## The task
In the listing below, find each line with the string "locate" and return it.

■ ■ ■ ■ ■

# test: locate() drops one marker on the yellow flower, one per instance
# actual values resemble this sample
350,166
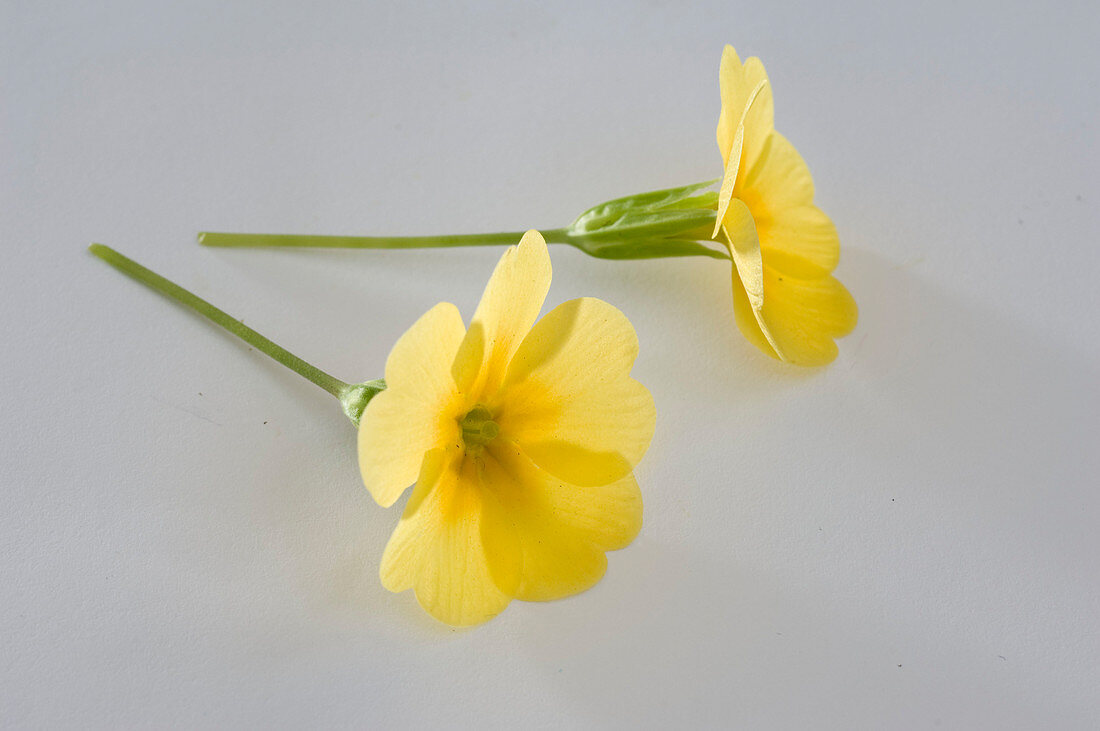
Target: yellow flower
783,247
520,441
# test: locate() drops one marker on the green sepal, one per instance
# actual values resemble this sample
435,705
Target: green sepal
356,396
649,224
604,214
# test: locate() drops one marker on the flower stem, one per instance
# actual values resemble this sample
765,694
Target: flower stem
352,396
306,241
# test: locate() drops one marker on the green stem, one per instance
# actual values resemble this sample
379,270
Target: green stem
352,396
306,241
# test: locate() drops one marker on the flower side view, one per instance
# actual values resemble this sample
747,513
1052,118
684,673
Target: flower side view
785,300
763,219
518,438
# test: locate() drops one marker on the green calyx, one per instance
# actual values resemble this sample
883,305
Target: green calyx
656,224
355,397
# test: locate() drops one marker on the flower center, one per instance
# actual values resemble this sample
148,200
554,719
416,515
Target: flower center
479,428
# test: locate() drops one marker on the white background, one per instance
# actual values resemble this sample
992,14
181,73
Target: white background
905,539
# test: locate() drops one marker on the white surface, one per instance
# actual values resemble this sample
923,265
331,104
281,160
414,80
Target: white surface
906,539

■ ■ ■ ■ ■

## Written reply
# test: locate() drops one marker on the yellow flower, one per instance
# test: locate() drops one marker on the green sepal, one per instance
# test: locate() drops one marker on the flower stem, one per instance
# test: locate() drops one marker on the green stem, one per instance
# test: locate() drops one marker on the flower side view, one per instance
# test: locate() drops one marker on the green calyx, one per instance
# test: locate() drops one marker on the flower center, one per instance
# test: locate() drops one marker on the white background, one per instance
# test: locate() drops one marker on the white surface, one per instance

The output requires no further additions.